Садан принимает ислам и становится спутником героя. До этого у Садана была скверная привычка жарить на вертеле своих врагов и съедать их. Так как у гуля нет других черт, кроме силы и людоедства, то составителю сборника нужно или удалить гуля из сказки, или оставить его в старой роли.
Гариб встречается со своими врагами — амалекитянами. Садан разбивает череп великана-амалекитянина, и тот падает, как высокая пальма. «И Садан закричал своим рабам: „Тащите этого жирного теленка и жарьте его скорее!“ — и рабы поспешно содрали с амалекитянина кожу, и зажарили его, и подали Садану-гулю, и тот съел его и обглодал его кости. И когда увидели нечестивые, что Садан сделал с их товарищем, волосы поднялись на коже их тела, и состояние их изменилось, и цвет их сделался другим, и они стали говорить друг другу: „Всякого, кто выйдет к этому гулю, он съест и обглодает его кости и лишит его дыхания земной жизни“. И они воздержались от боя, испугавшись гуля и его сыновей, и повернулись, убегая и направляясь к своему городу».
Действие гуля и новая его характеристика как воина за ислам не сведены.
Это не объясняется тем, будто сказочник думает, что
Сказочник не сводит черты героев в «характер».
Это черта не только арабских сказок. Появление характера обыкновенно оформляется как противоречие между событиями и героем.
Герой — удачливый дурак или портной, победитель великанов, или женщина, которая побеждает мужчин, или мальчик, который оказывается мудрее мудрецов, — здесь в ощущении различия начинает создаваться характер.

++++++++++++++++++++

--- Что сделать ---
A – Перепишите часть исходного фрагмента, начав с места со словами «Садан принимает ислам» и закончив словами «в старой роли.», и замените в ней «гуля» на «людоеда».
B – Как, согласно исходному фрагменту, падает великан-амалекитянин, когда Садан разбивает ему череп?
Пункты, приведенные дальше, для работы не понадобятся.

++++++++++++++++++++

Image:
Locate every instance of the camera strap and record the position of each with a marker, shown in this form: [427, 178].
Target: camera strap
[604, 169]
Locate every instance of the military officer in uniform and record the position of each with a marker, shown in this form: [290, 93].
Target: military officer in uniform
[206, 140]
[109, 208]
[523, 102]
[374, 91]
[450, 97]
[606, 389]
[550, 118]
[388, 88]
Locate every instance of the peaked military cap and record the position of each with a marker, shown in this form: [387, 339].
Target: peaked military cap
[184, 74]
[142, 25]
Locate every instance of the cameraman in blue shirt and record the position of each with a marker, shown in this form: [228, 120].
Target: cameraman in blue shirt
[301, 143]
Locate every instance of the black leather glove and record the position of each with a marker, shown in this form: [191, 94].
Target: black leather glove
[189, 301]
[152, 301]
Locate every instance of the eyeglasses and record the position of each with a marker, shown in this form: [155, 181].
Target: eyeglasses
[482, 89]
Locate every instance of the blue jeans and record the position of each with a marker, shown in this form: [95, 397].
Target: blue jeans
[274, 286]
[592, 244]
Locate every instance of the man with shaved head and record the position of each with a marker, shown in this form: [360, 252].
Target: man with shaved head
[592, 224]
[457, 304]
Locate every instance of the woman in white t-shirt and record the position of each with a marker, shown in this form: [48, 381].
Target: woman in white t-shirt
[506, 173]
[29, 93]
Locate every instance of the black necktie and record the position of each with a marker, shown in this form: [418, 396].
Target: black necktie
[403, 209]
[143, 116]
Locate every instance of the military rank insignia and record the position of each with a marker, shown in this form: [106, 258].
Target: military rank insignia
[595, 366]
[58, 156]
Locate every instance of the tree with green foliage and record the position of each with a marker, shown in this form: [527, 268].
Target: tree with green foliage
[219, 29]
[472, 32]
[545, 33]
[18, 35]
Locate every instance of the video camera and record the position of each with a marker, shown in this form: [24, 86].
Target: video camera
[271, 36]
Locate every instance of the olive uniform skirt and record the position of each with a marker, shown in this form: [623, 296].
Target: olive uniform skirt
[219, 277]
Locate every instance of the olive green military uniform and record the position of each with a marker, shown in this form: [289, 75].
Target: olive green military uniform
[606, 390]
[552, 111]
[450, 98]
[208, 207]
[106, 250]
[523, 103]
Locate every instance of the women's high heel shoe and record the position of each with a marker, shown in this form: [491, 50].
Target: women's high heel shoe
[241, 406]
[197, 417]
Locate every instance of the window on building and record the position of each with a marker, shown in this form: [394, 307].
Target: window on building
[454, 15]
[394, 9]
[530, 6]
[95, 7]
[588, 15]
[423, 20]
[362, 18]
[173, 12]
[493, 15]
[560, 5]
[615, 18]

++++++++++++++++++++

--- Ответы по заданиям ---
A –
Садан принимает ислам и становится спутником героя. До этого у Садана была скверная привычка жарить на вертеле своих врагов и съедать их. Так как у людоеда нет других черт, кроме силы и людоедства, то составителю сборника нужно или удалить людоеда из сказки, или оставить его в старой роли.

B – Как высокая пальма.